**Exercise directions:**
Retype everything from "where $x_i$ is" down to "the hidden layer." in the neural network passage below, keeping every word and symbol unchanged.

ANN has good adaptability and excellent self-learning ability. It can approximate any nonlinear function by parallel distributed processing, and belongs to a supervised machine learning technology. Now it has been widely used in various fields of optimization problems, especially good at system identification and classification. Among many neural network models, BPNN is used most frequently, and its principle and algorithm are also the basis of some other models [10,14,31].

BPNN consists of input layer, hidden layer (one or more layers) and output layer. It is a kind of multi-layer feedforward network with unidirectional propagation. The learning process consists of four parts: input forward propagation, error back propagation, cyclic memory training and learning result discrimination. After initialization, the connection weights and biases of the network will be adjusted continuously during the training sample process, and the error between the network output value and the actual value is minimized through gradient descent. Taking three-layer BPNN as an example, suppose there are $m$ neurons in the hidden layer, and the input of the $jth$ neuron is denoted as $S_j$, which can be obtained by the following formula:

$$S_j=\sum _{i=1}^n{w}_{ij}{x}_i-{\alpha }_j(j=1,2,\dots ,m)$$ (4)

where $x_i$ is the ith input variable, $n$ is the number of input variable, $w_{ij}$ is the connection weight between the $ith$ neuron in the input layer and the $jth$ neuron in the hidden layer, and ${\alpha }_j$ is the bias of the $jth$ neuron in the hidden layer.

**Data lines:**
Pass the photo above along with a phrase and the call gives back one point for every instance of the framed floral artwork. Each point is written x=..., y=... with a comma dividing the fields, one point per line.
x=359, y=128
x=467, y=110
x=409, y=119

**Output:**
where $x_i$ is the ith input variable, $n$ is the number of input variable, $w_{ij}$ is the connection weight between the $ith$ neuron in the input layer and the $jth$ neuron in the hidden layer, and ${\alpha }_j$ is the bias of the $jth$ neuron in the hidden layer.